→ **ЗАДАЧА**
Подхватите отрывок о массовом характере современной науки и продолжите его после последнего предложения.

→ **РАЗДЕЛ ДОКУМЕНТА**
-------

Выбрать главу

«…массовый, сверхорганизованный характер современной науки является ее бедой, больше того, проклятием. Научных работников так много и их продукция так велика, что нет надежды прочесть все написанное в одной узкой области. Поле зрения ученого суживается до пятачка, он должен из кожи лезть, чтобы не отстать от бесчисленных конкурентов. Замысел Бога, божественная красота истины, открывающаяся в науке, заменяются набором технических задачек. Наука превращается в гонку, миллионная толпа мчится, и никому не понятно, куда. Немногим еще эта гонка доставляет удовлетворение, они имеют какую-то перспективу, видят хоть на несколько шагов вперед, но для подавляющего большинства не остается ничего, кроме вида пяток бегущего впереди и сопения наступающего на пятки сзади.

-------

→ **СОХРАНЁННЫЕ МАТЕРИАЛЫ**
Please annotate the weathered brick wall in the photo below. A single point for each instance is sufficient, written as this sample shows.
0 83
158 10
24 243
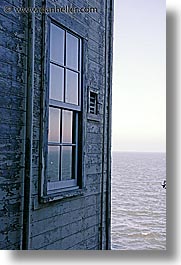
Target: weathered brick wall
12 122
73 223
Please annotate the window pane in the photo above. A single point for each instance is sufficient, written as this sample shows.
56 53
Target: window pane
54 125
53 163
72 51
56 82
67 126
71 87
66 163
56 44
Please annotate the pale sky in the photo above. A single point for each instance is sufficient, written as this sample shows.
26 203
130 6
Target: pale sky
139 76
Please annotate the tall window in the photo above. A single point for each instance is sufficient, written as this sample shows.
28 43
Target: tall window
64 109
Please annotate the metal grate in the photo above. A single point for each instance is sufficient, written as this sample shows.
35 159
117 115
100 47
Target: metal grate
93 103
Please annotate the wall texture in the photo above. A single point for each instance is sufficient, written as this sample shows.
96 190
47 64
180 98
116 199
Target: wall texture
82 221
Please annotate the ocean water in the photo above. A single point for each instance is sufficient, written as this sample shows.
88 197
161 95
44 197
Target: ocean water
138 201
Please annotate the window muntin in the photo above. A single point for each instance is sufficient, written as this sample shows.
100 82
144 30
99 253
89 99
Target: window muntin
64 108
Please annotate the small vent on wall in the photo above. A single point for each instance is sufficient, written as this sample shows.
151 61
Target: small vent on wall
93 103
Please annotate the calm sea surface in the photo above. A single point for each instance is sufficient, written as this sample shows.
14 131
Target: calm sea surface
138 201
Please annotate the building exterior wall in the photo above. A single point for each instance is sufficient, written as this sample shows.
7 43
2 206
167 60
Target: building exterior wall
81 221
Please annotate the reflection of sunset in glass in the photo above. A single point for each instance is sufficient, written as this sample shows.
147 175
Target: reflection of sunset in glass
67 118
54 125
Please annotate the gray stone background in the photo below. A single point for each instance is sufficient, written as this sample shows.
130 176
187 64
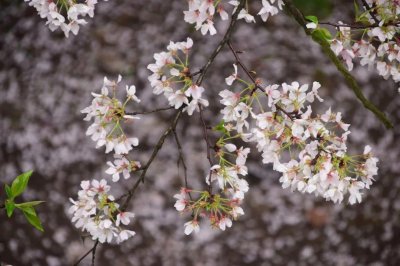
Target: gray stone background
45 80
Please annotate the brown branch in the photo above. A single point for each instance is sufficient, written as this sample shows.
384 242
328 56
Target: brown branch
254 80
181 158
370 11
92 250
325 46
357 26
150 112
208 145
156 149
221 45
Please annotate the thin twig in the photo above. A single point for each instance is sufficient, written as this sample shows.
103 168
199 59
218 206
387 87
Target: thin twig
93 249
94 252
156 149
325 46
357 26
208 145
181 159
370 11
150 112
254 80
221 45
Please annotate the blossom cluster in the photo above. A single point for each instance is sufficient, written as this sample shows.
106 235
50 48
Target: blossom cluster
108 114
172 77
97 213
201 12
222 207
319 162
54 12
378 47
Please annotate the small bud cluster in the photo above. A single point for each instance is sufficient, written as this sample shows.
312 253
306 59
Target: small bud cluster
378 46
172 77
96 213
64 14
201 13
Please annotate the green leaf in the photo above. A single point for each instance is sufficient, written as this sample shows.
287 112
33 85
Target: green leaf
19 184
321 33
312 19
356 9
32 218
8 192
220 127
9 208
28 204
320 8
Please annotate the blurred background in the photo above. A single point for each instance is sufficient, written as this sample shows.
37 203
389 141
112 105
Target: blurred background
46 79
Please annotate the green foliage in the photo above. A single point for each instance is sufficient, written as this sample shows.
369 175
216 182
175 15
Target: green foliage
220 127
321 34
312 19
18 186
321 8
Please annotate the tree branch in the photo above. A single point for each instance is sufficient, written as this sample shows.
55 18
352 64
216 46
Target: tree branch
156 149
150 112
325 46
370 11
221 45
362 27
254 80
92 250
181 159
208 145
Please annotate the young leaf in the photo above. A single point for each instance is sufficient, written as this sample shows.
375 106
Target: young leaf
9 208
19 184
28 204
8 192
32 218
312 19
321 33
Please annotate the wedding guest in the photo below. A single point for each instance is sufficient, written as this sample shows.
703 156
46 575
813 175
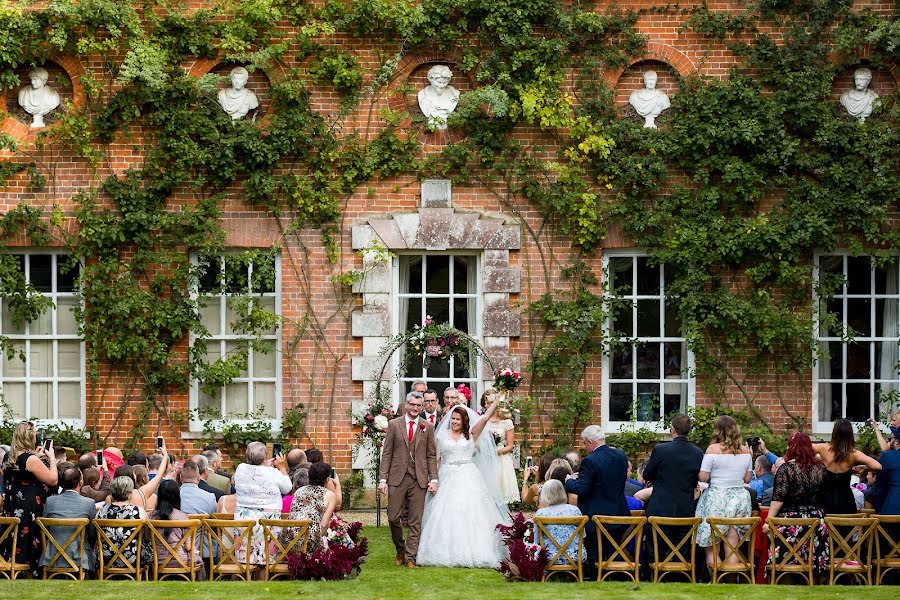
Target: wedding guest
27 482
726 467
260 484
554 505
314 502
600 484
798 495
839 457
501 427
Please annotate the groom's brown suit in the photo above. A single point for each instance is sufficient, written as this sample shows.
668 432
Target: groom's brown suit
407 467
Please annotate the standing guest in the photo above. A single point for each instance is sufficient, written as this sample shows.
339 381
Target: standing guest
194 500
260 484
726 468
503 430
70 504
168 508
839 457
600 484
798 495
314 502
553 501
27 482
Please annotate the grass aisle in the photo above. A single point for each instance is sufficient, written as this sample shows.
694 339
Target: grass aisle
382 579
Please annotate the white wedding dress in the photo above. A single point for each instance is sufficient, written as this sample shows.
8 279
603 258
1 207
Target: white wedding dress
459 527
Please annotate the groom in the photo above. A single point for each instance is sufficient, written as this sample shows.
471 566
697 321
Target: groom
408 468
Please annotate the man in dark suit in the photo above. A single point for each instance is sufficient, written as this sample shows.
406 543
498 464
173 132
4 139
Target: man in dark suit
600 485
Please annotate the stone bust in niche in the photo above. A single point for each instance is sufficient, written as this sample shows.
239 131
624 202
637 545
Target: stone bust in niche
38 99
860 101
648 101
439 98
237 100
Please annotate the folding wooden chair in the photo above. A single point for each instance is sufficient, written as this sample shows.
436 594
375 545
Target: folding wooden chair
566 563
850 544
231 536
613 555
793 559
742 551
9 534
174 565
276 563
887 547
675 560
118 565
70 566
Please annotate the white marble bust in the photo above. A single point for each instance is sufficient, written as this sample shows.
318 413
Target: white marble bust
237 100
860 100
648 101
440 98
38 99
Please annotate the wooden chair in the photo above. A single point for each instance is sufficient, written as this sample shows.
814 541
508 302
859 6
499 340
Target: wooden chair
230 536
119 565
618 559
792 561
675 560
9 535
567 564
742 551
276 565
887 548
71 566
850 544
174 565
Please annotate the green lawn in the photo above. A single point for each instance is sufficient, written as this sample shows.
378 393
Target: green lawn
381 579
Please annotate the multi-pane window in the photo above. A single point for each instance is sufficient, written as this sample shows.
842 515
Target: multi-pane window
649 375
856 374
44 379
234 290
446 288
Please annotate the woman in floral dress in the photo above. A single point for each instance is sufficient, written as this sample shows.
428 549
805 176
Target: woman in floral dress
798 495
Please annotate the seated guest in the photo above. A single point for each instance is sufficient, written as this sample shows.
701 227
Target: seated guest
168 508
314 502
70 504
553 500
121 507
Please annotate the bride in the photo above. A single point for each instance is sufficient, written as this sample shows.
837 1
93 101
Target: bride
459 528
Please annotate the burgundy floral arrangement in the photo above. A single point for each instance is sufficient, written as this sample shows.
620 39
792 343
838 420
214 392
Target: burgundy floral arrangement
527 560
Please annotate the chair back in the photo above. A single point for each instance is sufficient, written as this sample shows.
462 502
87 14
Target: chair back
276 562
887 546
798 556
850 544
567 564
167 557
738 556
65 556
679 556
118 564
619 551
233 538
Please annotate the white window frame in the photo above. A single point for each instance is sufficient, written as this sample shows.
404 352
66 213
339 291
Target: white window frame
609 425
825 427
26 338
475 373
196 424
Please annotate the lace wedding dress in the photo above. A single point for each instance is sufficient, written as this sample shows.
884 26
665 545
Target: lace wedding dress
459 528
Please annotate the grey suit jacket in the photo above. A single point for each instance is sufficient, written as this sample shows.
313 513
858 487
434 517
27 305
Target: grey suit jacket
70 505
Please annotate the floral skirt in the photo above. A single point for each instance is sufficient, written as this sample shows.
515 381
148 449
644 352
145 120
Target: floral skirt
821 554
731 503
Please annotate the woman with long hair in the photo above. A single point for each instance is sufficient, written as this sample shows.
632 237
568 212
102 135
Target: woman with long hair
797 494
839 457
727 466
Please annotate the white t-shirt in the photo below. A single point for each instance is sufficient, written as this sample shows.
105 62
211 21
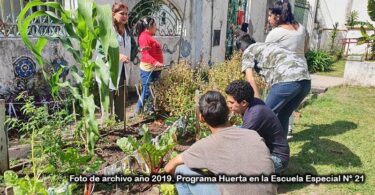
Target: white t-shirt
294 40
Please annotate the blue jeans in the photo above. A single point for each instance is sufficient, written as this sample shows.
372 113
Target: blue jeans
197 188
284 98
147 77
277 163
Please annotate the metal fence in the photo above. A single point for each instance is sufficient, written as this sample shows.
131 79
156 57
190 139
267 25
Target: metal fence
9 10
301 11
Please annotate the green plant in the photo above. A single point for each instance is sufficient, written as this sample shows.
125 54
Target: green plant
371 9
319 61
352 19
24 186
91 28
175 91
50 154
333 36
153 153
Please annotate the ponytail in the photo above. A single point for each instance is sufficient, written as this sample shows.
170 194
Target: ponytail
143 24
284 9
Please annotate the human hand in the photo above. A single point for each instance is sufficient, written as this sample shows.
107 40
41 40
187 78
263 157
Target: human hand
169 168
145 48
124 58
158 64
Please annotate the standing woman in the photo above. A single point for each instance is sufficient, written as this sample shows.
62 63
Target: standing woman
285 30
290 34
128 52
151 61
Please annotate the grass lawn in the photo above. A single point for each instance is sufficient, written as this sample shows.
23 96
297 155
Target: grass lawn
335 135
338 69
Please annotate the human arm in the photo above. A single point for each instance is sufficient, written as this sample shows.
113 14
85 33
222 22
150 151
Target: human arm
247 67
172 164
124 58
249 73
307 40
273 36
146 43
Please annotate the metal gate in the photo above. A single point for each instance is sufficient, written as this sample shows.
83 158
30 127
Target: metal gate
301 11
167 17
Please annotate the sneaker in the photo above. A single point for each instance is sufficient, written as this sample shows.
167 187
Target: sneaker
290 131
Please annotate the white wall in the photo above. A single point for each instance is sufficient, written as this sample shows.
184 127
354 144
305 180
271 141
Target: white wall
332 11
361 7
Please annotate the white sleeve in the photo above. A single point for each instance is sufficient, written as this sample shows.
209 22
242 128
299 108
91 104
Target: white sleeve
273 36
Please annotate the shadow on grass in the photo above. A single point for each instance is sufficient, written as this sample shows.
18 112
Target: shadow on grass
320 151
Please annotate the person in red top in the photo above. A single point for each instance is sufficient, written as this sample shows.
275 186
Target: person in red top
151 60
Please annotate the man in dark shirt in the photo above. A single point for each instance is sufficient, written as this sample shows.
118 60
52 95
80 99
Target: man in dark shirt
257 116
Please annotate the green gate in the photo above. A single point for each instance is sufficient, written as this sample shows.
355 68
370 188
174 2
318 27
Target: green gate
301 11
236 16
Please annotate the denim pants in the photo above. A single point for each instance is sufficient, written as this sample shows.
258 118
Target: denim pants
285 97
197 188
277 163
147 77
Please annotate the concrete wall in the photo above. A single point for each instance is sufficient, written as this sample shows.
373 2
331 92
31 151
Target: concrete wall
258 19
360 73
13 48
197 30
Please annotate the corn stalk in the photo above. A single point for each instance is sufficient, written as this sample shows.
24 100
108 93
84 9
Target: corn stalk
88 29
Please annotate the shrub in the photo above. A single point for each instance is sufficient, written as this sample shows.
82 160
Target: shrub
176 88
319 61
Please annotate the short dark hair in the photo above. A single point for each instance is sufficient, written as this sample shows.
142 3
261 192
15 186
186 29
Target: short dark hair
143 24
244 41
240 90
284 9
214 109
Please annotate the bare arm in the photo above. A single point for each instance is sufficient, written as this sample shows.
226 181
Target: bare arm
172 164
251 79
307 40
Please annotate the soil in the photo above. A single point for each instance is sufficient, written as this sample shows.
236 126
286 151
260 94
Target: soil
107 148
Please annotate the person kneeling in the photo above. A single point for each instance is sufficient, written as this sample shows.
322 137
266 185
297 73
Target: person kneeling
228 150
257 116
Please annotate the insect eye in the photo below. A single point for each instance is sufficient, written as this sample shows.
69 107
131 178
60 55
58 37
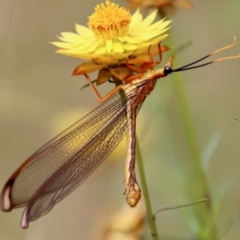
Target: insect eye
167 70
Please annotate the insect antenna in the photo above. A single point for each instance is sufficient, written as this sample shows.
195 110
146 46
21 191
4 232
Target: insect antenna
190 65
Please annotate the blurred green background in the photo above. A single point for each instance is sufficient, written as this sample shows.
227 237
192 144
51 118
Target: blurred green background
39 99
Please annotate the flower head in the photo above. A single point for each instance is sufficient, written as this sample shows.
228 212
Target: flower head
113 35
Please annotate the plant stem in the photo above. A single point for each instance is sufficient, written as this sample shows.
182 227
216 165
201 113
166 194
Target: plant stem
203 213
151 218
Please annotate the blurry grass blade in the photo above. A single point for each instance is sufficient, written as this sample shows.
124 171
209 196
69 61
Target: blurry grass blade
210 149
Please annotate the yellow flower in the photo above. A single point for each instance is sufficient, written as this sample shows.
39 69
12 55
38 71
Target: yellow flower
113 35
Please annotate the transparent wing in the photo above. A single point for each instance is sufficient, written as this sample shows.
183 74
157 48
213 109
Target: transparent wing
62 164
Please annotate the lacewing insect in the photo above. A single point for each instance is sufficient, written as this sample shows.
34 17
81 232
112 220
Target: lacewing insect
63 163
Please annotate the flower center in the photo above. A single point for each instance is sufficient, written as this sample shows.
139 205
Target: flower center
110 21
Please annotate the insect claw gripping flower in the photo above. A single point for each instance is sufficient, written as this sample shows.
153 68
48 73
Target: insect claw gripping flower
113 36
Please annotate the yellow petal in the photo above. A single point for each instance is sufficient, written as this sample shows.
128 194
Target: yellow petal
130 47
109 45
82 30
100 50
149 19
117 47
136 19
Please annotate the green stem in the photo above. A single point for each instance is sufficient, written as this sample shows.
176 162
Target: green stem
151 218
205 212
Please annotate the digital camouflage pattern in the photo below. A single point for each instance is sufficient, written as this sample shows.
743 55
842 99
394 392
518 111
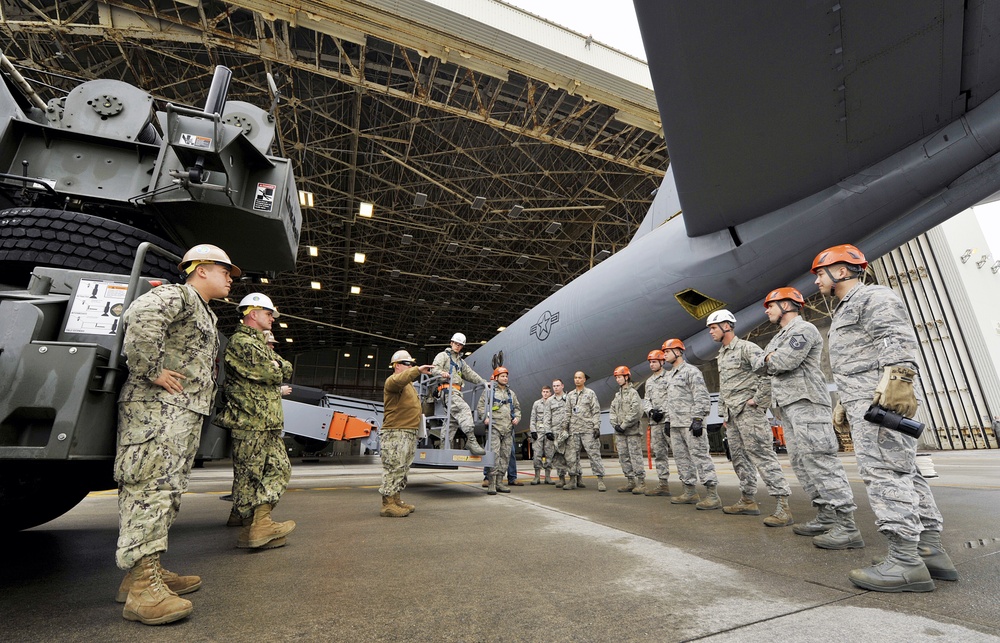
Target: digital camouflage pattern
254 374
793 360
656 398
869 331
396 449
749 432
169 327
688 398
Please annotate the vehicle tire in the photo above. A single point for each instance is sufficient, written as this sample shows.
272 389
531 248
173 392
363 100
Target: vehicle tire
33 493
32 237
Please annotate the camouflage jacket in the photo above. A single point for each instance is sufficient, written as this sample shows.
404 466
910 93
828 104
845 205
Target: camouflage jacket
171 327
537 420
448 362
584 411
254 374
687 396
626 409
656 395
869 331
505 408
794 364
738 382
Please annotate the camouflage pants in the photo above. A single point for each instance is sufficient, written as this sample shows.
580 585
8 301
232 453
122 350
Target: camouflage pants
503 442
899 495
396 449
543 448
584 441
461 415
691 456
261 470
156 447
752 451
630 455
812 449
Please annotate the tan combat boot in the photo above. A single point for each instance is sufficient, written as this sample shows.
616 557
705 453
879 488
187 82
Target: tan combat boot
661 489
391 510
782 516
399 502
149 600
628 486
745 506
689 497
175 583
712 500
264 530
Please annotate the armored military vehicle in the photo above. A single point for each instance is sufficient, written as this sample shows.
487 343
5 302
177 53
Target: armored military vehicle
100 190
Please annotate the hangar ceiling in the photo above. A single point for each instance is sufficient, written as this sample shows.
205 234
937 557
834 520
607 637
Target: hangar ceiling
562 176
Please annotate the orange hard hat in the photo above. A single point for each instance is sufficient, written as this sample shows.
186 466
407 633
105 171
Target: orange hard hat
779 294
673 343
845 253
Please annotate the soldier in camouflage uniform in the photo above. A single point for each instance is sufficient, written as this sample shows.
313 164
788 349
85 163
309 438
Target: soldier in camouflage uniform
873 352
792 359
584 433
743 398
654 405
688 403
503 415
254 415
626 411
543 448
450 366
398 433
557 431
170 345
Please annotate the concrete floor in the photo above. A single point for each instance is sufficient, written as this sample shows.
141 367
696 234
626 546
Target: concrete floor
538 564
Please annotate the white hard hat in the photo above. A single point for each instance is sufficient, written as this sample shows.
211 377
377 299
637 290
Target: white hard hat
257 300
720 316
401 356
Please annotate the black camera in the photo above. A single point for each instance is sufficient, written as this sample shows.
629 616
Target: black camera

-------

→ **ОТВЕТ НА ЗАДАНИЕ**
Но даже если бы можно было перешагнуть через то, что наука сейчас <…> уродует занимающихся ею людей, все равно и по иным причинам она не сможет развиваться в прежнем направлении. Сейчас продукция науки удваивается каждые 10–15 лет, примерно так же растет число ученых, с близкой скоростью увеличиваются материальные затраты на науку. Этот процесс длится 200–250 лет, но сейчас уже видно, что долго такое развитие продолжаться не может <…> Неустранимые трудности возникнут <…> приблизительно в 1980-е годы. Значит, это направление развития обречено, вопрос только, сможет ли наука свернуть на другой путь, на котором открытие истины не требует ни миллионных армий ученых, ни миллиардных затрат, путь, по которому шли и Архимед, и Галилей, и Мендель. В этом сейчас основная проблема науки, вопрос ее жизни и смерти. Кто как белка уже завертелся в этом колесе, вряд ли поможет ее решить, надежда может быть как раз на тех, кто этой инерции не поддался».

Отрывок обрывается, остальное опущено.